2. Experimental Section
Subjects were enrolled in a second year undergraduate biochemistry course at the University of Guelph in Winter 2012 and Fall 2012. This undergraduate course provides students with the biochemical foundation for the study of human nutrition, exercise, and metabolism. The course covers aspects of biochemistry and metabolism that are critical to understanding human health and fitness. All students in Winter 2012 and Fall 2012 were invited to participate in the study. Student participation in Winter 2012 was 82.3% (28 out of the 34 total students, mean age 24.41 +/− 0.8 years, females = 11, males = 17 ) and in Fall 2012 participation was 76.5% (49 out of the 64 total students, mean age 19.75 +/− 0.14 years, females = 33, males = 16). Participating students received a 1% bonus mark on the final exam. In total, 77 students (78.6% of the total students between the two classes) participated in the study.
2.2. Lecture Capture
Lectures were captured using the iShowU software for Mac (Shiny White Box, New Zealand) and a Revolabs xTag USB wireless microphone (Revolabs, U.S). Videos were made of the live lecture, capturing both instructor audio and images on the instructor’s computer, which primarily showed PowerPoint slides. Links to the videos were provided to students through Courselink, an online learning management system, and were available from 0 (same day) to 2 days after each live lecture. Delays in making lecture capture videos available sometimes occurred due to a lack of technical assistance with converting the digital files to the correct format for hosting on the University server, although this occurred infrequently, with most videos becoming available within 4–24 h. A student username and password were required to access the videos, which were streamed through the University server and were not available for download.

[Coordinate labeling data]

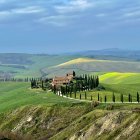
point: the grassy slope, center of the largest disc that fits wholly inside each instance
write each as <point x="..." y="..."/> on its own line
<point x="47" y="116"/>
<point x="120" y="78"/>
<point x="34" y="66"/>
<point x="86" y="65"/>
<point x="50" y="65"/>
<point x="14" y="95"/>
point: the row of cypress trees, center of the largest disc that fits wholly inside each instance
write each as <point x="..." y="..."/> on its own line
<point x="122" y="98"/>
<point x="81" y="83"/>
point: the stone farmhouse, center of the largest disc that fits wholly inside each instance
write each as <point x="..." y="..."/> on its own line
<point x="58" y="81"/>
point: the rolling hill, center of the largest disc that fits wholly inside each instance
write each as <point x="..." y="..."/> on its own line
<point x="41" y="115"/>
<point x="88" y="65"/>
<point x="38" y="65"/>
<point x="120" y="78"/>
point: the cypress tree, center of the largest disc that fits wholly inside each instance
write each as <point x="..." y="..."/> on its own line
<point x="138" y="98"/>
<point x="80" y="96"/>
<point x="75" y="95"/>
<point x="105" y="99"/>
<point x="129" y="98"/>
<point x="122" y="98"/>
<point x="85" y="95"/>
<point x="113" y="97"/>
<point x="91" y="97"/>
<point x="98" y="97"/>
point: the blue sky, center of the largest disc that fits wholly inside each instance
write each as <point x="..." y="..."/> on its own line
<point x="52" y="26"/>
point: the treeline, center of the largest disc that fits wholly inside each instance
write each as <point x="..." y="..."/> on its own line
<point x="15" y="79"/>
<point x="130" y="98"/>
<point x="80" y="83"/>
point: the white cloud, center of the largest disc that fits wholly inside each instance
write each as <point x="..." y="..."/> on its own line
<point x="74" y="6"/>
<point x="28" y="10"/>
<point x="59" y="20"/>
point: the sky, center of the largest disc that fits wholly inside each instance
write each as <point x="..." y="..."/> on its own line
<point x="57" y="26"/>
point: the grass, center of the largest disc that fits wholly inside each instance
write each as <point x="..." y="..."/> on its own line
<point x="120" y="78"/>
<point x="14" y="95"/>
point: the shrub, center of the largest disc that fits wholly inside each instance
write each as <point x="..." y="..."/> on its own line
<point x="109" y="107"/>
<point x="94" y="104"/>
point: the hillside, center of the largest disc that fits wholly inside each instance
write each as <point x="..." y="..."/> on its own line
<point x="120" y="78"/>
<point x="34" y="65"/>
<point x="72" y="123"/>
<point x="88" y="65"/>
<point x="40" y="115"/>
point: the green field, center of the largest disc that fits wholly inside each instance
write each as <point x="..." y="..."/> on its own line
<point x="29" y="65"/>
<point x="44" y="115"/>
<point x="15" y="95"/>
<point x="120" y="78"/>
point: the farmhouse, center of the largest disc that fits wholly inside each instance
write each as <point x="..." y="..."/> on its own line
<point x="58" y="81"/>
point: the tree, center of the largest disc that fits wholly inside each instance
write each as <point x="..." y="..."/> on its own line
<point x="105" y="99"/>
<point x="91" y="97"/>
<point x="85" y="95"/>
<point x="122" y="98"/>
<point x="138" y="98"/>
<point x="113" y="97"/>
<point x="98" y="97"/>
<point x="80" y="96"/>
<point x="129" y="98"/>
<point x="74" y="74"/>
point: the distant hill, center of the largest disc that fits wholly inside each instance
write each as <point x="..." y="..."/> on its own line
<point x="86" y="65"/>
<point x="38" y="65"/>
<point x="120" y="78"/>
<point x="111" y="54"/>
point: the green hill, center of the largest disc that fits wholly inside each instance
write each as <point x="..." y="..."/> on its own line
<point x="86" y="65"/>
<point x="120" y="78"/>
<point x="29" y="65"/>
<point x="37" y="115"/>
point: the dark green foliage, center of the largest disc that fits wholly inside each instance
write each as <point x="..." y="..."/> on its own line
<point x="138" y="98"/>
<point x="85" y="95"/>
<point x="91" y="98"/>
<point x="129" y="98"/>
<point x="113" y="98"/>
<point x="121" y="98"/>
<point x="98" y="97"/>
<point x="105" y="99"/>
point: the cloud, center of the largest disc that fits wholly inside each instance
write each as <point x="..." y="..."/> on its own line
<point x="28" y="10"/>
<point x="74" y="6"/>
<point x="59" y="20"/>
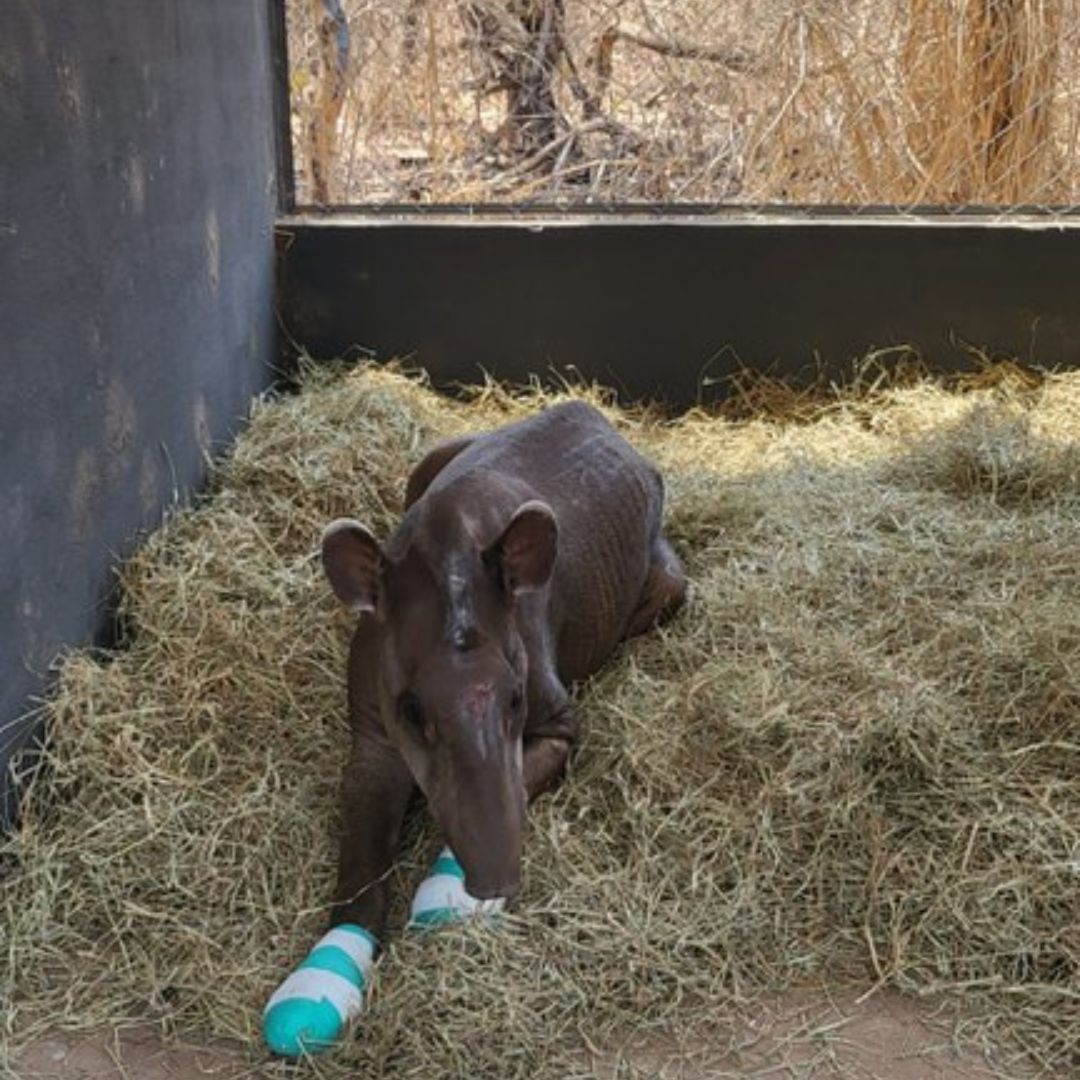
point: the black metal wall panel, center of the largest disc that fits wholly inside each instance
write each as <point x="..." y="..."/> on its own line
<point x="657" y="308"/>
<point x="136" y="286"/>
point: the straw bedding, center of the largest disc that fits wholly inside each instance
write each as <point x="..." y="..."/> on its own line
<point x="854" y="757"/>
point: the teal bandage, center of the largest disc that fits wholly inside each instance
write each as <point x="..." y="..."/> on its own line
<point x="441" y="898"/>
<point x="311" y="1009"/>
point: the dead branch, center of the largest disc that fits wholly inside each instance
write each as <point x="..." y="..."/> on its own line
<point x="333" y="31"/>
<point x="734" y="59"/>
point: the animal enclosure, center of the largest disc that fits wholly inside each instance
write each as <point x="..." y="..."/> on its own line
<point x="861" y="103"/>
<point x="851" y="758"/>
<point x="849" y="765"/>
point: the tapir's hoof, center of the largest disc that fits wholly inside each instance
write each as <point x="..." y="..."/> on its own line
<point x="309" y="1012"/>
<point x="441" y="898"/>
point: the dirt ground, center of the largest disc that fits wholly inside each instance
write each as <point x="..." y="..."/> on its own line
<point x="885" y="1037"/>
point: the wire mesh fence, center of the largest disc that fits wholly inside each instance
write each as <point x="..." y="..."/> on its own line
<point x="860" y="103"/>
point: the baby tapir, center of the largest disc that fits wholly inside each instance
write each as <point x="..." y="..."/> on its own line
<point x="523" y="558"/>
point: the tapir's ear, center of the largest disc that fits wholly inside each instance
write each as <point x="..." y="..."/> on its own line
<point x="353" y="562"/>
<point x="526" y="550"/>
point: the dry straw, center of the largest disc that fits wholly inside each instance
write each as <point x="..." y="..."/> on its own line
<point x="836" y="102"/>
<point x="853" y="759"/>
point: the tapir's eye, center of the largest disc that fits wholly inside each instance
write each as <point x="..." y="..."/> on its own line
<point x="408" y="705"/>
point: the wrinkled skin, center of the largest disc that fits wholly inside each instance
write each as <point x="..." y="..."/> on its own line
<point x="524" y="557"/>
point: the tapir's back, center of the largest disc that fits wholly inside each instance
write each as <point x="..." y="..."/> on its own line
<point x="608" y="501"/>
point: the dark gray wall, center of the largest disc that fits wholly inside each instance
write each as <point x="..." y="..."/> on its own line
<point x="137" y="194"/>
<point x="657" y="308"/>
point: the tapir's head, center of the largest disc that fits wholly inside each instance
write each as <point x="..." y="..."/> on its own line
<point x="454" y="667"/>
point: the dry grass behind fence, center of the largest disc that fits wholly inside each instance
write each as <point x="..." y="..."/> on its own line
<point x="853" y="758"/>
<point x="837" y="102"/>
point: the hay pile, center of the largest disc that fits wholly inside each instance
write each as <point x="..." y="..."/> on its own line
<point x="854" y="757"/>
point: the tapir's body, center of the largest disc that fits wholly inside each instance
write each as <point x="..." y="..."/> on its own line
<point x="524" y="556"/>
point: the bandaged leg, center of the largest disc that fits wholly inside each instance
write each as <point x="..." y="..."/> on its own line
<point x="310" y="1011"/>
<point x="442" y="898"/>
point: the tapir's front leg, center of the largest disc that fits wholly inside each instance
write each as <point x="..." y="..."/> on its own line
<point x="310" y="1010"/>
<point x="376" y="790"/>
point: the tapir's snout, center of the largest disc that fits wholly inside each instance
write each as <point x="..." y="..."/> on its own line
<point x="486" y="835"/>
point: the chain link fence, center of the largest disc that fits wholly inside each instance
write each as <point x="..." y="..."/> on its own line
<point x="859" y="103"/>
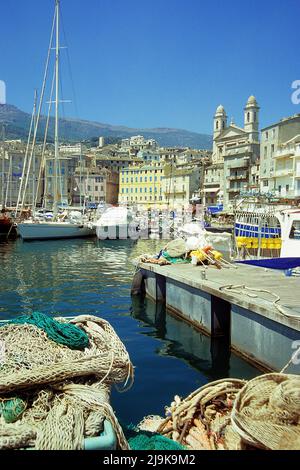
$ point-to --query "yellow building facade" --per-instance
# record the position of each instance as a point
(142, 185)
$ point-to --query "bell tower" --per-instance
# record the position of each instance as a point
(251, 119)
(220, 124)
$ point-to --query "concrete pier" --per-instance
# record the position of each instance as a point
(248, 319)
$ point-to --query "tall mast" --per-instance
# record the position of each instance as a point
(33, 161)
(56, 155)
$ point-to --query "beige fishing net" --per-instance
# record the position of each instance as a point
(266, 412)
(63, 394)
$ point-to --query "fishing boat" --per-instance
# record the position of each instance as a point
(268, 235)
(57, 226)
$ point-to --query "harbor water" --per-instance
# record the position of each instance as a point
(88, 276)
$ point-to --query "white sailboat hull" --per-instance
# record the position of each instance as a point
(112, 232)
(53, 230)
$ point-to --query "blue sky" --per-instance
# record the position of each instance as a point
(157, 63)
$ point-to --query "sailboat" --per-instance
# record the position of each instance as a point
(55, 228)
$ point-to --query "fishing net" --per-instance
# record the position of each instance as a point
(266, 412)
(67, 334)
(201, 421)
(51, 396)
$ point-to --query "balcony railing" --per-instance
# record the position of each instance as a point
(238, 177)
(284, 172)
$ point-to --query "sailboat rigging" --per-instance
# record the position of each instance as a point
(72, 225)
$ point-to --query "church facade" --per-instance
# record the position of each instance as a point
(235, 151)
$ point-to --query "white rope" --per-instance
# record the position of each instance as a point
(290, 361)
(274, 303)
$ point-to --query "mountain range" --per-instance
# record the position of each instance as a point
(17, 123)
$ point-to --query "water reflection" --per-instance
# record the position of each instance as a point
(73, 277)
(211, 356)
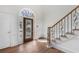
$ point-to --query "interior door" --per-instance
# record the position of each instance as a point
(28, 29)
(4, 30)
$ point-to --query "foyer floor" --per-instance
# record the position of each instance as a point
(31, 47)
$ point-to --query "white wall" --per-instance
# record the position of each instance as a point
(54, 13)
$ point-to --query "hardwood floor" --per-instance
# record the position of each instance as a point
(31, 47)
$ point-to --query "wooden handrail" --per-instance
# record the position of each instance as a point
(65, 16)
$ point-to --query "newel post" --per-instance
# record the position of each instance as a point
(48, 36)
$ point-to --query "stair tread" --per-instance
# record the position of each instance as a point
(63, 36)
(70, 33)
(57, 38)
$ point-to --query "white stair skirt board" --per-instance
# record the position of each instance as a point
(70, 46)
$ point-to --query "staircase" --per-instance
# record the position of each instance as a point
(64, 35)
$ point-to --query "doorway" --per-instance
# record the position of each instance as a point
(27, 29)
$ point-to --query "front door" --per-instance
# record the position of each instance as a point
(28, 29)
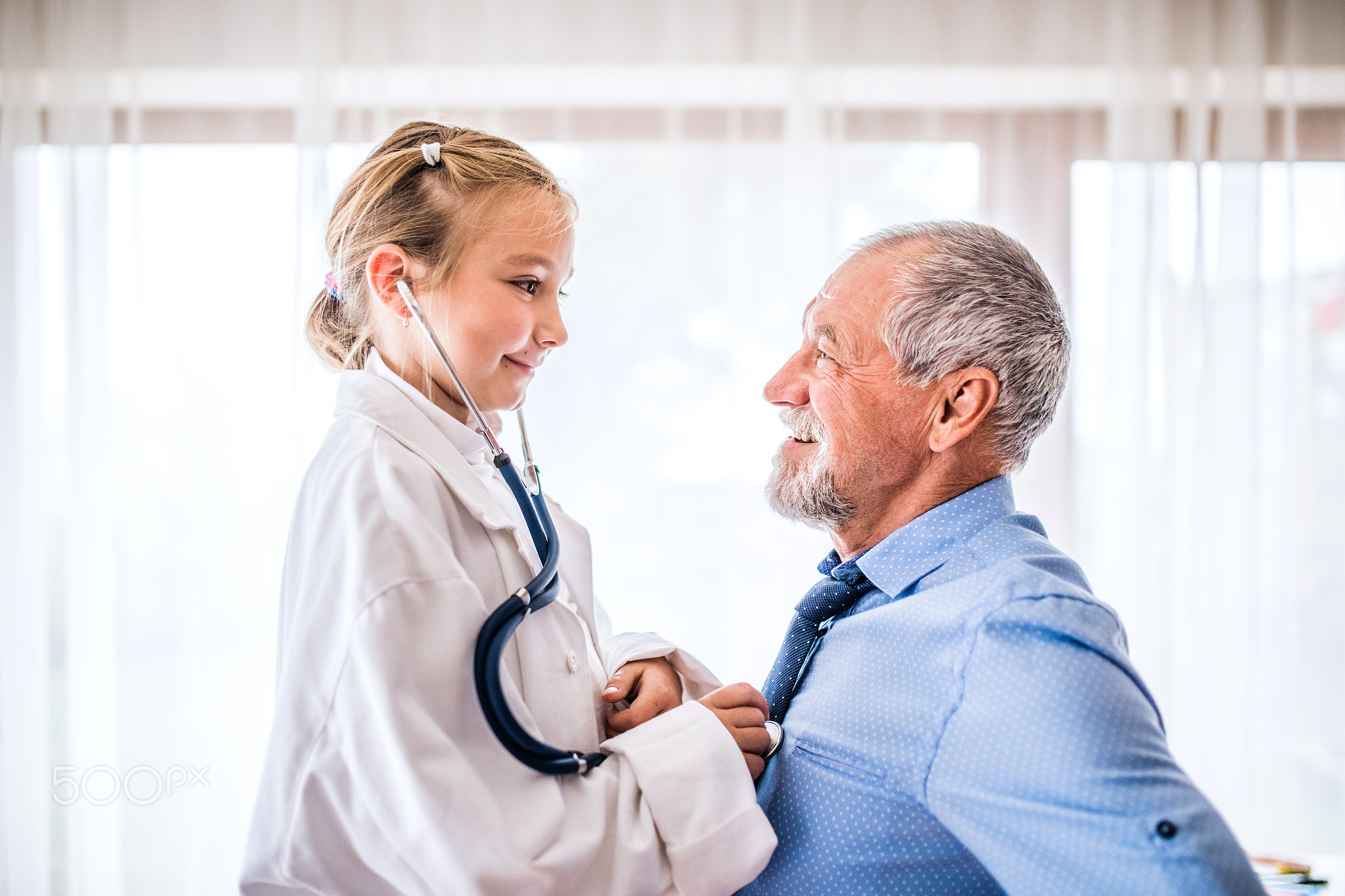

JOB 1 ::
Please find each line in the entries that contains the word "cypress" and copy those lines out.
JOB 2 ::
Carry on the lecture capture passage, starting right after its last sentence.
The lecture capture passage and the entries are unrelated to each other.

TASK ANSWER 1 ::
point: the row of cypress trees, center of the largest disc that fits wholly inside each instance
point: the cypress tree, center of the largest disc that fits wholly inside each instance

TASK ANSWER 2 ::
2.3. Video Accession
Video access was measured using trackable links in Courselink, the online learning management system. Absences were correlated with video accesses by measuring the time lapse between when the video was posted following an absence (described above as being from 0–2 days after lecture) and the date of the first time that a link was accessed. It should be noted that subsequent link accesses did sometimes occur; this study sought only to determine the time lapse to the first access.
The course was offered twice weekly on Tuesday and Thursday mornings, with 24 classes scheduled throughout the semester. The present study only considered attendance on days when lectures were given; after subtracting the dates of the two midterms, and five classes that were dedicated to group projects, a total of seventeen classes were included in the analysis. Attendance at each class for which lecture videos were available was monitored physically by collecting student signatures on a class list that was circulated mid-class. Signature lists were put into sealed envelopes after all attendees had the opportunity to sign, and were not viewed by the instructor until after submission of the final course grade. To determine whether absences were caught up by accessing a corresponding lecture capture video, each absence was treated as an independent data point. For the analyses of the length of time to view video, absences that were caught up by accessing the lecture video that corresponded to the missed lecture were similarly treated as independent data points and were grouped into the following categories: 1–7 days, 8–15 days, 16–25 days, 25 days or more. Numbering of days started from the day on which the lecture capture videos became available, which as previously mentioned, ranged from 0 (same day) to 2 days after the lecture. For the analyses of catch-up probability as related to student characteristics, probability was calculated using the following equation: number of classes caught up divided by total number of absences.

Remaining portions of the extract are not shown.